Some records:

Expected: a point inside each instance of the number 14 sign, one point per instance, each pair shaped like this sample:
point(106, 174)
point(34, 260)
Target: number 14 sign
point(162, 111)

» Work to do: Reproduce every line of the items above, requests included, leaving the requests and their sample points unchanged. Multiply each point coordinate in the answers by 0.55 and round it to the nearest whole number, rounding halves up.

» Response to the exercise:
Expected: a point inside each instance of the number 14 sign, one point per instance, each pair shaped like this sample:
point(106, 174)
point(34, 260)
Target: number 14 sign
point(89, 61)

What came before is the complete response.